Work instructions
The comparison of Lexapro and Zoloft below is followed by the items. From the comparison, list every condition that Zoloft is FDA approved to treat beyond anxiety and depression.

Selected text
·····

Medically reviewed by C. Fookes, BPharm. Last updated on Aug 16, 2019.

Official Answer

by Drugs.com

Both Lexapro and Zoloft belong to the class of medicines called selective serotonin reuptake inhibitors (SSRIs) and are both FDA approved to treat anxiety and depression. Both are available in tablet and liquid forms. The main differences between Lexapro and Zoloft are:

  • Lexapro is a branded version of escitalopram and Zoloft is a branded version of sertraline
  • Zoloft is also FDA approved to treat OCD (obsessive-compulsive disorder), panic disorder, PTSD (post-traumatic stress disorder), social phobia, and premenstrual dysphoric disorder (PDD)
  • There are some differences in their side effects with Lexapro being more likely to cause sleep problems and taste disturbances, and Zoloft is more likely to cause skin rash or diarrhea.
  • There is some evidence that Lexapro may be more effective than other SSRIs, including Zoloft, in the treatment of depression
  • Lexapro was FDA approved in 2002 and Zoloft was FDA approved in 1991.

Because both drugs are SSRIs, they have many similarities, such as:

  • They both work by preventing the reuptake of serotonin, a chemical in the brain that acts as a messenger between nerve cells. SSRIs increase levels of serotonin in the nerve synapse and this has been associated with a reduction in depressive symptoms
  • Side effects, such as headache, nausea and vomiting, nervousness and anxiousness, dizziness, sexual problems (eg, erectile dysfunction), tremor, and weight gain (although this tends to be less than with other antidepressants) or weight loss are common to both Lexapro and Zoloft.
  • Both have been associated with withdrawal symptoms when discontinued
  • Both are branded drugs; however, generics are available for each drug which makes costs similar
  • Both are prescription medicines, and neither is a controlled drug
  • The likelihood of interactions with other drugs (such as monoamine oxidase inhibitors, pimozide, tramadol, St John’s wort) is similar.

·····

Dataset entries:
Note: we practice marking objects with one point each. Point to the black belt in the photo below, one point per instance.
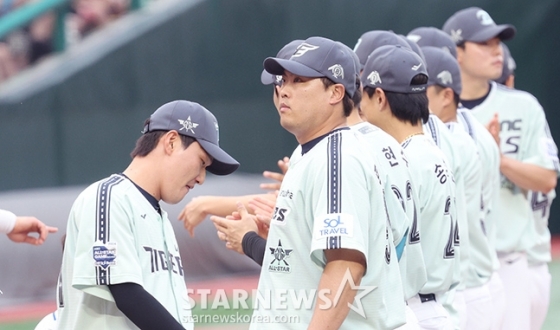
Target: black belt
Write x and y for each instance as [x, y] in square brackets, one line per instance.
[427, 297]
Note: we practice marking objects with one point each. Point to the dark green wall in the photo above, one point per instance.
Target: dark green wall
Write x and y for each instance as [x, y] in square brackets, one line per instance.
[83, 127]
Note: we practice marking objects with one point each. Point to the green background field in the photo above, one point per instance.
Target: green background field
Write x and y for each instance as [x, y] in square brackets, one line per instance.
[552, 320]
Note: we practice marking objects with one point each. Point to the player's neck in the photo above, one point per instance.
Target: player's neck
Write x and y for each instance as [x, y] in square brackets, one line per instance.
[142, 173]
[401, 130]
[449, 114]
[473, 87]
[354, 118]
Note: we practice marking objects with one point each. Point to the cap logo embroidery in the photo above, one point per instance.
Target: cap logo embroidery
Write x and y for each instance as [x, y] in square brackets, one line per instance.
[416, 67]
[357, 44]
[457, 35]
[304, 48]
[414, 37]
[445, 77]
[188, 125]
[374, 78]
[337, 71]
[484, 18]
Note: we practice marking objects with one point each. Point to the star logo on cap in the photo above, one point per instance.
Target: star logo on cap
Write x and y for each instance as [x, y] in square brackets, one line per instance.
[337, 71]
[374, 78]
[484, 18]
[304, 48]
[445, 77]
[188, 125]
[457, 35]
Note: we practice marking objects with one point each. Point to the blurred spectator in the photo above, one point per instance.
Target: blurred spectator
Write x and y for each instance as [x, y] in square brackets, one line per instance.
[26, 46]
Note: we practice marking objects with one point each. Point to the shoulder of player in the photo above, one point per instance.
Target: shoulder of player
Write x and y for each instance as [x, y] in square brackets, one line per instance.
[522, 99]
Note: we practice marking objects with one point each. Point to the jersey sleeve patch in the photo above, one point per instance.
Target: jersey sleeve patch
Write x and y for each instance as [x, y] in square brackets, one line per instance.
[333, 225]
[104, 255]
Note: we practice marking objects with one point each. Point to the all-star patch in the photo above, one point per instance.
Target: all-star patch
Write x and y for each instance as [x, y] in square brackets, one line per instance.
[104, 255]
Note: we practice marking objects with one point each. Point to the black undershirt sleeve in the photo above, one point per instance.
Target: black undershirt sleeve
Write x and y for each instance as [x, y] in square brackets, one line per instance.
[142, 308]
[254, 246]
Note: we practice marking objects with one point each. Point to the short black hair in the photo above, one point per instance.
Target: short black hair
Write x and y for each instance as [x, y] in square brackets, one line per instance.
[408, 107]
[346, 101]
[148, 142]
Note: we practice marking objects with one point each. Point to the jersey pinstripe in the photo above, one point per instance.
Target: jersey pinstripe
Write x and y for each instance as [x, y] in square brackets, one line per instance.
[539, 252]
[438, 214]
[330, 198]
[480, 250]
[490, 159]
[401, 200]
[114, 235]
[522, 137]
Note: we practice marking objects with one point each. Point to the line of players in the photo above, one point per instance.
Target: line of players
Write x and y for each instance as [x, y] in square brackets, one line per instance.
[467, 187]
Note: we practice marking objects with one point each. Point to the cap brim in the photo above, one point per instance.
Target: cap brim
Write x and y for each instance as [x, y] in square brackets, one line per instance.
[277, 66]
[267, 78]
[503, 32]
[223, 163]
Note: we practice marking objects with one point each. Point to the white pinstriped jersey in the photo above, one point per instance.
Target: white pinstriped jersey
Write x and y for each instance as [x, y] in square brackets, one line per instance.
[523, 136]
[447, 143]
[400, 196]
[114, 235]
[436, 197]
[490, 159]
[480, 251]
[330, 198]
[540, 203]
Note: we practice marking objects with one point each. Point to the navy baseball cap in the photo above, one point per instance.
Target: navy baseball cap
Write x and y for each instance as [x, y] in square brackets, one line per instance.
[414, 47]
[285, 53]
[443, 69]
[431, 36]
[372, 40]
[192, 119]
[476, 25]
[318, 57]
[392, 68]
[509, 65]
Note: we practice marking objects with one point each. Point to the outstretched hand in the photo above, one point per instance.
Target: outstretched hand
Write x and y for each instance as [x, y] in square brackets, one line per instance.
[231, 229]
[25, 226]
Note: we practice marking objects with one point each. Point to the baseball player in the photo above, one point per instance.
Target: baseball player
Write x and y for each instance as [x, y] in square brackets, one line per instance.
[371, 40]
[394, 99]
[121, 267]
[489, 156]
[431, 36]
[508, 69]
[330, 217]
[538, 255]
[518, 124]
[443, 93]
[200, 207]
[18, 229]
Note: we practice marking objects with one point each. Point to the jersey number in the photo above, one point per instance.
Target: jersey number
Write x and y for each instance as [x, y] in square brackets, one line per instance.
[453, 240]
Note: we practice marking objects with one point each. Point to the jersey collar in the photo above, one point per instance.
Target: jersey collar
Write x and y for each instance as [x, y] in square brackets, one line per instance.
[309, 145]
[151, 199]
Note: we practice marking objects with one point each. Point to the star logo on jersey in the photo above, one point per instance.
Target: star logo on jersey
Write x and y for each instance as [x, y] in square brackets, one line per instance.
[374, 78]
[280, 254]
[304, 48]
[445, 77]
[187, 124]
[357, 305]
[484, 18]
[457, 35]
[337, 71]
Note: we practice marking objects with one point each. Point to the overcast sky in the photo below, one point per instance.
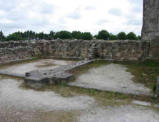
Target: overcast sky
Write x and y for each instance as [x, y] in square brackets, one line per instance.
[83, 15]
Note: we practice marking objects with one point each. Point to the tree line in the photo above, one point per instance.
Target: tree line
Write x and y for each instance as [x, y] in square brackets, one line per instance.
[103, 34]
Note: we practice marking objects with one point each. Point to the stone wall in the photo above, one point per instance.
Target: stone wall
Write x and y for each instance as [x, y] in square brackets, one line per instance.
[110, 50]
[78, 49]
[150, 29]
[15, 51]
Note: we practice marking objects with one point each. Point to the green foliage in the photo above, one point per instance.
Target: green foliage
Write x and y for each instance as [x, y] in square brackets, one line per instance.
[76, 35]
[113, 37]
[2, 37]
[131, 36]
[87, 36]
[15, 36]
[103, 34]
[28, 35]
[51, 35]
[139, 37]
[42, 35]
[122, 36]
[63, 35]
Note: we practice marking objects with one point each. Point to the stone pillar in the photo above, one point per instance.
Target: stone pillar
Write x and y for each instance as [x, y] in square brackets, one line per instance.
[150, 30]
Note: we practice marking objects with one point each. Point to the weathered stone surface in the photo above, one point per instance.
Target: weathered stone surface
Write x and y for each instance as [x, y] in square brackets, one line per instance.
[157, 87]
[55, 76]
[74, 49]
[150, 29]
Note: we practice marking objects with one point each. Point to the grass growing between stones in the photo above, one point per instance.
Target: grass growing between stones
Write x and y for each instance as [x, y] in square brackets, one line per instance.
[144, 72]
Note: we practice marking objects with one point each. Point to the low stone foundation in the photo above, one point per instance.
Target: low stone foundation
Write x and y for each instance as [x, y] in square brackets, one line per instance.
[121, 50]
[58, 75]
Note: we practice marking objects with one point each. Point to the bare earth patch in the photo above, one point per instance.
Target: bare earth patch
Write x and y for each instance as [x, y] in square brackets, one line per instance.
[111, 77]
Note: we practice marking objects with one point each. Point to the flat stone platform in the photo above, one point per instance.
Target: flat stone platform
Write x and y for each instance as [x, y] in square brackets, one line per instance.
[54, 76]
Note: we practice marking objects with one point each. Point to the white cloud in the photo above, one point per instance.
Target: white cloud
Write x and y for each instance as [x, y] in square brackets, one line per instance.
[83, 15]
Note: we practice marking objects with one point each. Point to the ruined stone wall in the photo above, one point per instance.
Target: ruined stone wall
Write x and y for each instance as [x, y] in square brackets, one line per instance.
[150, 29]
[78, 49]
[14, 51]
[110, 50]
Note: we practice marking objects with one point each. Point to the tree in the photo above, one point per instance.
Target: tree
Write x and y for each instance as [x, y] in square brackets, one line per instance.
[122, 36]
[42, 35]
[76, 35]
[51, 35]
[131, 36]
[87, 36]
[139, 37]
[103, 34]
[63, 35]
[112, 37]
[15, 36]
[28, 35]
[2, 37]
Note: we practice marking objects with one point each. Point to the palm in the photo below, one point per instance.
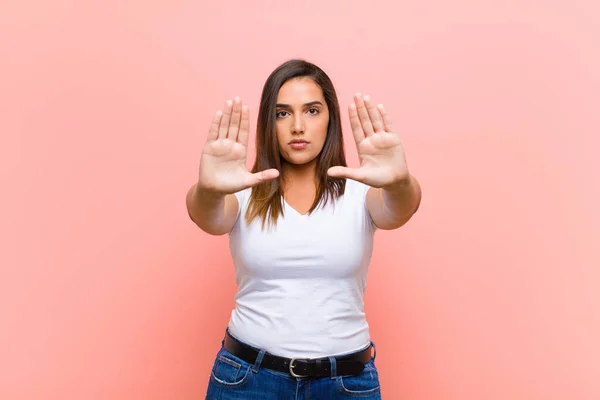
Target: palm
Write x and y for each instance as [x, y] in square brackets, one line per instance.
[223, 162]
[382, 159]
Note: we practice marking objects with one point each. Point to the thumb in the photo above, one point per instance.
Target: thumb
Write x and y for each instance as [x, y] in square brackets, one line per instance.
[345, 172]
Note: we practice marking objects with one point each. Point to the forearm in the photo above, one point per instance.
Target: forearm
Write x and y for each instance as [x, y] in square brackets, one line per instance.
[206, 209]
[400, 201]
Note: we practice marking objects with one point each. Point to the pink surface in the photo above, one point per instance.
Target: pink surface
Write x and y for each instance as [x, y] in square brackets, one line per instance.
[107, 289]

·····

Problem solution
- OCD (obsessive-compulsive disorder)
- Panic disorder
- PTSD (post-traumatic stress disorder)
- Social phobia
- Premenstrual dysphoric disorder (PDD)